(Collected data entries)
▽

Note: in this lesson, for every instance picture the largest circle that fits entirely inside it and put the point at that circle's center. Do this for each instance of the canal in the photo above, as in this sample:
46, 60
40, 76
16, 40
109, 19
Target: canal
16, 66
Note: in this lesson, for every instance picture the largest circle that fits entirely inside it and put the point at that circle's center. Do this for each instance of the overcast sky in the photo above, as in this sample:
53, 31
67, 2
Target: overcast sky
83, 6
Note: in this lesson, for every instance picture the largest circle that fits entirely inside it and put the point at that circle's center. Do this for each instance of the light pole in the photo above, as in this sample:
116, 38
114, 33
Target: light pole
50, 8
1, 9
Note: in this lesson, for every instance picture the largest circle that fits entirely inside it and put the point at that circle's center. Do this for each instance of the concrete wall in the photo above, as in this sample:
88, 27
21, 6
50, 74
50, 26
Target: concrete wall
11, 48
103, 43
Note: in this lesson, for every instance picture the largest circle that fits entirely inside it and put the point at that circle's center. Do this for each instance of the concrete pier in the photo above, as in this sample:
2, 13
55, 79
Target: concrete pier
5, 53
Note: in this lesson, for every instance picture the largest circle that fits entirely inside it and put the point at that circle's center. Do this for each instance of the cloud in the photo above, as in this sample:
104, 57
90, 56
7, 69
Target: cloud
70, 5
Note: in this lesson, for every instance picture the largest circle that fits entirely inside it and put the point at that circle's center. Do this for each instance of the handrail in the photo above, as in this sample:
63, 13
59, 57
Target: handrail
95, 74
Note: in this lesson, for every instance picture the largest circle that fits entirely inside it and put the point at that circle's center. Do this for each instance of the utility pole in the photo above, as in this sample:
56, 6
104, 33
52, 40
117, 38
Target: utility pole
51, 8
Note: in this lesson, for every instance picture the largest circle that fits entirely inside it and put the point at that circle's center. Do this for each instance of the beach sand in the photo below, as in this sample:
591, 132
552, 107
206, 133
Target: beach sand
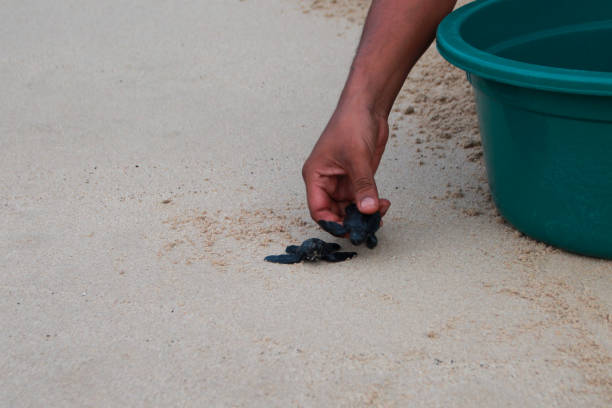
151, 159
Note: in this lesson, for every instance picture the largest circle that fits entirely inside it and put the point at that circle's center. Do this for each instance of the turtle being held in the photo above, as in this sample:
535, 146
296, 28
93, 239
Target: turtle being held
360, 227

△

#### Short task
Quote all of the material above line by line, without the pictures.

#### Answer below
Note: in this lesson, for every instance picture the largest circle that fits entirely inside it and put the point at that circle's center. Do this for each instance of the canal in the photo above, as in this sample:
46, 60
40, 76
16, 40
109, 19
Target: canal
16, 66
Note: in this lesson, for every instance picture the largest circle that fits entirely inside it and put the point at that circle's center. Do this for each instance of the overcast sky in the photo above, as in this sample:
53, 31
67, 2
Target: overcast sky
83, 6
Note: in this lesson, for every instance picture the largest circle that fits entirely inside it and put the point at that circle's center. Do this for each instance of the light pole in the photo above, as in this sample:
116, 38
114, 33
Target: light pole
50, 8
1, 9
Note: in this lesson, for every instance picture the largest circle that fits entirely inside it and put the point at that circle's center. Do this for each instance of the concrete wall in the photo above, as in this sample:
88, 27
21, 6
50, 74
50, 26
Target: concrete wall
11, 48
103, 43
Note: in this lesson, for every instance picture the largest circle that fits entirely inside it and put the point at that circle's center. Do this for each instance of the concrete pier in the photo above, as in this sample:
2, 13
55, 79
Target: concrete pier
5, 53
Note: in this lesson, for every instance picture the largest circle that fits entirely inside it and put the point at that circle's center. Do this for each instance of the cloud in the photo above, as in this sample:
104, 57
90, 56
7, 69
Target: cloud
70, 5
Note: in this lesson, for every instance picture the largest circle that fits entirely inside it and put the point at that circle's center. Do this for each instance of the handrail in the photo above, as in this sample:
63, 13
59, 57
Target: handrail
95, 74
Note: in this lesson, for every instance picture the largest circle that fits entirely inside it and put the point at that circle's center. Do this for each instance of the utility pole in the photo above, as in this sample:
56, 6
104, 33
52, 40
117, 38
Target: utility pole
51, 8
Note: in this lesson, for every instance picture the largest circle that fits entirely inside it and put the point at that circle's center. Do this for each instance of the beach sand in the photo below, as in this sample:
591, 132
552, 107
206, 133
Target: beach sand
151, 159
Note: in this lesson, for every instance picture the largest circle that fits entirely inside it and put the point at that circle's center. Do this for each instance of the turtle being held in the photo above, as in this sample:
535, 146
296, 28
93, 239
Target: turtle being held
360, 227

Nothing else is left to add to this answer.